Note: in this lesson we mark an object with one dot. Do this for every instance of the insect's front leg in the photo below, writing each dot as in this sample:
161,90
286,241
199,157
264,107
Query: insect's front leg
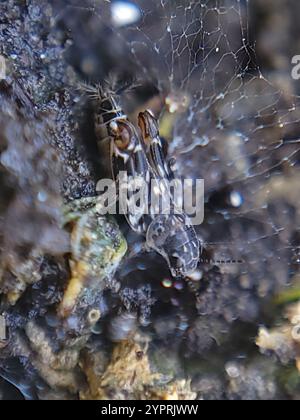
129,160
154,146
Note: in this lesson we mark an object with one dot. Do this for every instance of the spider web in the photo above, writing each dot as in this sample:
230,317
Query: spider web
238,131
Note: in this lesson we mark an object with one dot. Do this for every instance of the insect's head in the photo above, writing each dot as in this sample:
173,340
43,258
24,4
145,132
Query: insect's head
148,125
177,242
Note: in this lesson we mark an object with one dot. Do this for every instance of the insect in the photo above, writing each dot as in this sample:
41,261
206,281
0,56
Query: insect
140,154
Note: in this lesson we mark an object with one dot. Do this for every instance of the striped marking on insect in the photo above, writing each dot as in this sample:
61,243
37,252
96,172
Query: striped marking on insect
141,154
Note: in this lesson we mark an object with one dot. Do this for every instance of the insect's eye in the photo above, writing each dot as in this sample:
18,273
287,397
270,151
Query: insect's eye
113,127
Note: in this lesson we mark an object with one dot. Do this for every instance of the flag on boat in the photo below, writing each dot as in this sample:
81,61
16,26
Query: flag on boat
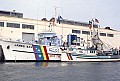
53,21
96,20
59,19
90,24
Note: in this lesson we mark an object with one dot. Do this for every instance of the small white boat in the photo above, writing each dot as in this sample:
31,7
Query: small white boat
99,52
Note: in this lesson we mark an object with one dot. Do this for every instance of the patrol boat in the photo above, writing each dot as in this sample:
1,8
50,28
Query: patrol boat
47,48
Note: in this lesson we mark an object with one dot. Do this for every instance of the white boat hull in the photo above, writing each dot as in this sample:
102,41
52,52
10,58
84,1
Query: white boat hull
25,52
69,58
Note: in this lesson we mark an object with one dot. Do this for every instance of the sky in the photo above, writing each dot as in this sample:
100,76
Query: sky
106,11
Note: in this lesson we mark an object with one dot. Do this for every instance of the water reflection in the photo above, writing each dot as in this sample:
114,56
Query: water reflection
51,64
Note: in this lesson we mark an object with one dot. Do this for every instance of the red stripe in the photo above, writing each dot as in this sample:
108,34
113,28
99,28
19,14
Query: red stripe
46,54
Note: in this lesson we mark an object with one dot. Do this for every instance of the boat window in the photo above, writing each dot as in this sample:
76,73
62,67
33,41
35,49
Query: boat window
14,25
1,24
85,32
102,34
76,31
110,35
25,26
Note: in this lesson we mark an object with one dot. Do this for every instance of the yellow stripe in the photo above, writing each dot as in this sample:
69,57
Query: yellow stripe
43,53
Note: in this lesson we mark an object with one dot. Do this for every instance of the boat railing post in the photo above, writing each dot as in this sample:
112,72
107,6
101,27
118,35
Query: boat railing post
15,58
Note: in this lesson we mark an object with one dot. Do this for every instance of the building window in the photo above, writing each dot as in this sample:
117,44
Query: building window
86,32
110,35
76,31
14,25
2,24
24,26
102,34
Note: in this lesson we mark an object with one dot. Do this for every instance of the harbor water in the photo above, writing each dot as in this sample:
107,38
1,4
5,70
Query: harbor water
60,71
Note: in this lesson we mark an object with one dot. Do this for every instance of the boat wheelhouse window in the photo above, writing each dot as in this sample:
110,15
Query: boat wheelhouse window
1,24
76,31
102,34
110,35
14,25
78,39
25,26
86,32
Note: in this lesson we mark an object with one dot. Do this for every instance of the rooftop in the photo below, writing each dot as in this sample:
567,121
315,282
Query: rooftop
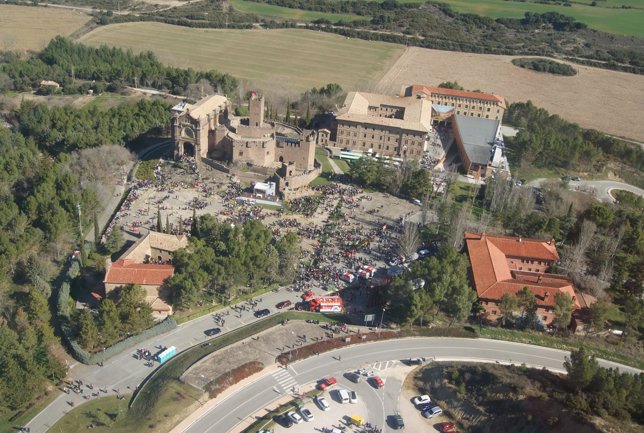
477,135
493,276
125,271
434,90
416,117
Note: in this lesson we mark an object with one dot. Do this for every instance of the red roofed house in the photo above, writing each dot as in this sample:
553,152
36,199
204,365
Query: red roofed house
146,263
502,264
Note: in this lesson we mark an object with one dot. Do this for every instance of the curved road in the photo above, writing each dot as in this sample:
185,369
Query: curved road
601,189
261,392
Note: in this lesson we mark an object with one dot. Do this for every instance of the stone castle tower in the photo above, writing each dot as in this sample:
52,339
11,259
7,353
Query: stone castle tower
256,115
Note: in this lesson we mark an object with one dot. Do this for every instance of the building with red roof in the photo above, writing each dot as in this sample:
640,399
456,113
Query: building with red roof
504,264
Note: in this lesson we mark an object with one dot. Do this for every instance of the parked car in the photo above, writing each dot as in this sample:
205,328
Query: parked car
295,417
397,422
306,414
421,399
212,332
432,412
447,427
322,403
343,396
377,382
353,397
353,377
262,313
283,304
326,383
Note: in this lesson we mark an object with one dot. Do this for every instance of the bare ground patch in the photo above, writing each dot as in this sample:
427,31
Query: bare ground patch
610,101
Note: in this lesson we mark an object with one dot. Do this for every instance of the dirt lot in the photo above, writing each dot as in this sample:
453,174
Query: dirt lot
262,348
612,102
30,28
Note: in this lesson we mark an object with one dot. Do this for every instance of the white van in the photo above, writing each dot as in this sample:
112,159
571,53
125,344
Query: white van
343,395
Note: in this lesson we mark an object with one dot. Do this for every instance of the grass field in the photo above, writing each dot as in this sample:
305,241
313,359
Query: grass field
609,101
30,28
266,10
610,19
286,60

┄┄┄┄┄┄

=== Description of the task ===
Say how many lines of the records contain the word "below", and give no other output.

=== The answer ===
3